▶ **Description of the task**
In the records below, replace "earns a single marker" with "gets exactly one marker" everywhere it appears and reproduce all the lines otherwise unchanged. Leave the pictures out of your answer.

** Start Dataset rows **

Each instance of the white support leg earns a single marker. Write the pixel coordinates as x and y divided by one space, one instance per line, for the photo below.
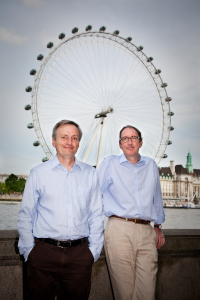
100 143
91 142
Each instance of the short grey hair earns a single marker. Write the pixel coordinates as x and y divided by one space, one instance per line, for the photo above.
66 122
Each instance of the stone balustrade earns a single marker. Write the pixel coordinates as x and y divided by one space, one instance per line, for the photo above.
177 279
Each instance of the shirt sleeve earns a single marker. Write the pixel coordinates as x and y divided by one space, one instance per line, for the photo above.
157 201
96 219
26 213
103 173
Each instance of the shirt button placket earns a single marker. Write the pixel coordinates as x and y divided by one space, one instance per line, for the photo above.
69 206
136 190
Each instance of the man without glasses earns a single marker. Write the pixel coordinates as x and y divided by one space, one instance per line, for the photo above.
132 199
60 221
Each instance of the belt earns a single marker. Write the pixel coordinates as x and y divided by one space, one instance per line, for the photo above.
137 221
63 244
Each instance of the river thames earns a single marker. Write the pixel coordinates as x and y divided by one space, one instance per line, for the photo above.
176 218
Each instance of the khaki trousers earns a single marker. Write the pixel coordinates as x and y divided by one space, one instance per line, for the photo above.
132 259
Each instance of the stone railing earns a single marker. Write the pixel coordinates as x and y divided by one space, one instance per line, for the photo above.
177 278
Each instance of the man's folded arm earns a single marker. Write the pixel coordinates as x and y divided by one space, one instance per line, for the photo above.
158 202
96 219
25 217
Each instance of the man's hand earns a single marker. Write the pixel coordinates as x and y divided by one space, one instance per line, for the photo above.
160 239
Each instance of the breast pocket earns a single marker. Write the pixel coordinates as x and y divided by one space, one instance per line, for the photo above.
83 197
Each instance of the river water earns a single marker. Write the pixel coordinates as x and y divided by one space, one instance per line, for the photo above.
176 218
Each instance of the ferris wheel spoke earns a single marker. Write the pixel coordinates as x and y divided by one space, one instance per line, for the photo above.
91 86
78 84
125 80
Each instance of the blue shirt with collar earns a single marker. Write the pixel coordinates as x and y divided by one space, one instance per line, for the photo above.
131 191
61 205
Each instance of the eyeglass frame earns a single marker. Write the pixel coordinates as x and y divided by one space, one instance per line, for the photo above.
132 140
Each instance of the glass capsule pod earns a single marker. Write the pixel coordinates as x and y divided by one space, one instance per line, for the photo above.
40 57
164 85
102 28
50 45
61 36
27 107
45 159
30 125
88 28
33 72
149 59
36 143
75 30
28 89
116 32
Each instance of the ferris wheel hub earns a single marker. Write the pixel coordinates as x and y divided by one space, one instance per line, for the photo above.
104 113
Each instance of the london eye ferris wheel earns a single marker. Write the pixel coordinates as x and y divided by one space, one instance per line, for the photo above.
103 82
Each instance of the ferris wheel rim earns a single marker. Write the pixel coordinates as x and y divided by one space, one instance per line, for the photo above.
127 45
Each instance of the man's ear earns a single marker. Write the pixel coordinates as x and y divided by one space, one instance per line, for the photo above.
53 142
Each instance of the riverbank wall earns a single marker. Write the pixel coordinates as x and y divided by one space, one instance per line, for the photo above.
177 279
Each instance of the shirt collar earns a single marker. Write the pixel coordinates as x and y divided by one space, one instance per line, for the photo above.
140 163
55 162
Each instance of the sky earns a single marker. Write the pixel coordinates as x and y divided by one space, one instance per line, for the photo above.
168 30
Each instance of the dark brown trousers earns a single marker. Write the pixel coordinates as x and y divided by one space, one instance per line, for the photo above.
51 268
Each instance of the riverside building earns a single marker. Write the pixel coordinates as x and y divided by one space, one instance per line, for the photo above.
179 183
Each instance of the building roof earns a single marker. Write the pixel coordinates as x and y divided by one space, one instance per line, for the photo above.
166 171
179 169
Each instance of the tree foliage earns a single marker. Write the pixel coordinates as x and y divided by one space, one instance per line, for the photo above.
4 189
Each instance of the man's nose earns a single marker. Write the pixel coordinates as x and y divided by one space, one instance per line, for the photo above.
69 141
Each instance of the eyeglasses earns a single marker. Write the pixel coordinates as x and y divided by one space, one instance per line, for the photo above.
133 138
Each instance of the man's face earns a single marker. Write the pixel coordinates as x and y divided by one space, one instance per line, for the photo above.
67 140
130 148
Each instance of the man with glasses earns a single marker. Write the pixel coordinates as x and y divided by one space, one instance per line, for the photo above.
61 221
132 199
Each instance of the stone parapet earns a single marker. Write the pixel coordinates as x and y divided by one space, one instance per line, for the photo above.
177 279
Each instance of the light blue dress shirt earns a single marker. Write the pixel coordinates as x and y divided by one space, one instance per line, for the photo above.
131 191
61 205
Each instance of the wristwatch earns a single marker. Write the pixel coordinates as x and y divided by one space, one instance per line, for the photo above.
158 226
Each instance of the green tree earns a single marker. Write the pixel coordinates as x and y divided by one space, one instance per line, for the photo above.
11 182
4 189
20 185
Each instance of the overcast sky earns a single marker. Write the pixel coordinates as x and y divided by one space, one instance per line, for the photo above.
168 30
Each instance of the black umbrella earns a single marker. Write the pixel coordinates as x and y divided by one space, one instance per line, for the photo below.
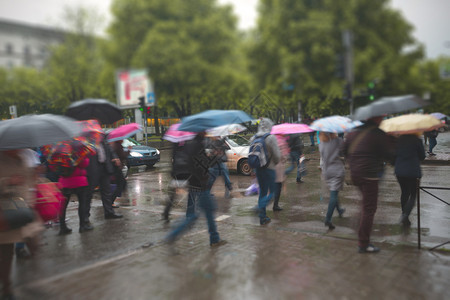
389 105
36 130
100 109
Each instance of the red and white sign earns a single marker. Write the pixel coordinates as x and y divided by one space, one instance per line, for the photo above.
131 85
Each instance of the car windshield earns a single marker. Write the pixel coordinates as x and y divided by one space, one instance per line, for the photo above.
237 141
129 143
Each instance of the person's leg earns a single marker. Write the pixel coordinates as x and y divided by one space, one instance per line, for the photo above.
369 190
411 186
63 228
403 181
190 219
207 205
277 195
6 257
82 194
105 192
263 189
332 204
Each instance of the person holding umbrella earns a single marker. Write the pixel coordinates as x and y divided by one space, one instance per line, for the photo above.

** End Dataset rows **

▶ **Full response**
Each instance of the white support leg gets exactly one marker. Write the pixel coordinates as x and y divided by one space, one instance per line, for the photo below.
100 143
91 142
Each instance of the short grey hair gets exactly one marker. Write the pixel coordinates as x and y divided by one space, one instance per line, for the photo above.
66 122
Each instance of the stone balustrade gets exactly one marker. Write the pixel coordinates as x and y divided by one space, one instance per line, for the photo above.
177 279
Each instance of the shirt sleeve gets exactly one marker. Write the pixel coordinates as x and y divided by one space, one instance per line, for the photo above.
157 201
96 219
26 213
103 173
Each instance of the shirt button placket gets exactly one marker. Write the pixel coordinates as x and y divided by one space, one instance per line, for the photo above.
69 206
136 190
Each instance of the man without glasses gets exactly one marker. Write the pixel coordinates as x and y divided by one space, one instance per line, for the photo above.
132 199
60 221
Each instance of the belt gets exactly one marker. Write the pixel coordinates as x and y divided by one space, one instance per line, for the photo above.
137 221
63 244
Each instance of the river thames gets exactly one marker. Write the pixel coordinates as x and y divided by one space, one instance per line, for the photo above.
176 218
Each instance of the khaki trousers gets exactly one marker. Write the pixel coordinates as x and y divided by one space, one instance per line, for the photo above.
132 259
Each instance of the stone railing gets exactly one marker. Write the pixel coordinates as x and y divided by one space, one instance per line, for the photo above.
177 278
Each instance of the man's folded arm gets exactly one marker. Write the pixel coordinates as x and y divided by one space, one instance per line, for the photo above.
158 202
96 219
25 217
Each instance of the man's hand gets exactly one marker. Write the pixel coordinates as x and y divided by one space, one instance per line, for the photo above.
160 239
Each instance of the breast pocket gets exactly one marker. Write the pixel coordinates as x and y divided by one space, one instance per line, for the photo above.
83 197
Each instance of the river water gets exactly one marker. Write the pixel coordinates as x and y divided by one space, one instance per line, for the photo above.
176 218
Each instance of the ferris wheel spoke gets exactly one marker. Write the pixel coordinates as x and y divided by one space, one instance per line, for the photo above.
91 86
78 84
125 80
Each instance of the blue shirt with collar gets exactly one marker. Write the pixel coordinates as x and y divided by one space, one instance per line, for the photo above.
131 191
61 205
Each instance of the eyeglass frame gets exactly one marker. Write the pixel coordinates as x and y divided by one space, one instance per line, for the photo above.
132 140
Each instance of the glass capsule pod gets exactly one marker. Write the pixel coordinates as x and y divided by one space, one instance per line, for the photo above.
40 57
164 85
102 28
50 45
61 36
27 107
45 159
30 125
88 28
33 72
149 59
36 143
75 30
28 89
116 32
Each instance of the ferris wheel hub gets exactly one marker. Write the pixel coordinates as x and y divided by one space, one instance per line, for the photo above.
104 113
Each instance of the london eye ferris wheel gets exactly one marker. Write the pixel coordinates as x and y divided by one space, one instance per line, for the photo above.
103 82
Each instance of the ferris wheel rim gets exactly one marker. Write the pixel coordinates as x and y divided by one space, one instance per line, for the photo above.
127 45
Each instance of the man's ear gets exactly one marker. Write the pixel coordinates as x and y divided by one space, one instance per line, for the photo above.
53 142
Each instance of the riverbank wall gets exactly one marker. Write the pixel coordinates as x and y divided by one space, one instance per line, for the photo above.
177 279
Each instance of the shirt collar gets exactly one marker. Write the pixel coordinates as x and y divided by one space, one instance per line, for the photo above.
140 163
55 162
Each instance of the sky gets exactly one marker. Write the pixel coordinates as x and y divided by one space, one instance per line, for the photo above.
168 30
Each instance of the dark brown trousers gets exactly one marker. Write the pixel coordinates as x and y divided by one space, one instance per line, for the photo above.
51 268
Each instance of the riverside building gets exactly one marker. Write the pixel coordinates as x and y divided by one space, one instance per line, for the photo above.
179 183
Each instance of the building roof gets exactly one marker. Write the pixel coordinates as x and y divided by one space, one instance per line, for the photo above.
166 171
179 169
Each instance of the tree foliage gets exactly one marker. Write the pixel coordinates as x and y divided by one space, one instance per line, for the photo above.
4 189
Each instance of the man's nose gets exactly one marker. Write the pixel coordinates as x and y divided by one space, one instance per line, for the photo above.
69 141
Each instance of the eyeglasses gets exactly one marker. Write the pixel coordinates as x and y divided by one space, one instance per line, for the photo above.
133 138
Each instance of the man's face gets exactly one marker. Write the pixel coordinates as x and y divided by one space, one instance per line, for the photo above.
67 140
130 148
Each instance of the man with glasses gets exactly one marker. Write the pixel coordinates as x and y divided by one space, one instance per line, for the photo above.
61 221
132 199
Each instance of the stone parapet gets exactly one marker. Write the pixel coordinates as x and y divided by one space, one instance per line, for the photo above.
177 279
Each instance of the light blue dress shirt gets exactly one marker. Write the pixel coordinates as x and y divided by one space, one instance per line, for the photo above.
131 191
61 205
Each instance of the wristwatch gets exactly one marker. Write the pixel coordinates as x and y divided by one space, one instance per line, for the photo above.
158 226
Each instance of the green tree gets exactly one marker. Write the pixel coordinates as x and y divided by one space, one instance per line, for the photo above.
11 182
4 189
20 185
Each instance of the overcast sky gets exactly one marker. Write the pixel coordinates as x and y divided by one space, one instance per line, for the photo above.
168 30
Each instance of the black umbrella gets exactly one marker. Write the pixel coordinates as x and y divided by one space, one instance per line, for the photo below.
389 105
36 130
100 109
Each instance of the red and white sign gets exactly one marker. Write the pixel coordinates as x and y divided by one space, one instance per line, for the photo above.
131 85
Each instance of the car windshield gets exactly one marker. Write the pixel coordinates as x and y divided by one space, one instance per line, for the photo above.
237 141
129 143
Each instance of the person's leg gets exactly one marker. Write the pixel coordinates as x and y divided by one space, one instance per line, for the photo above.
369 190
411 186
63 228
403 181
190 219
207 205
277 195
6 257
82 194
105 192
263 189
332 204
Each instance of the person holding umbrella gets exactly one marker. Write the pixel coordinates as x and y divided by one space, one instance per line, for the photo above.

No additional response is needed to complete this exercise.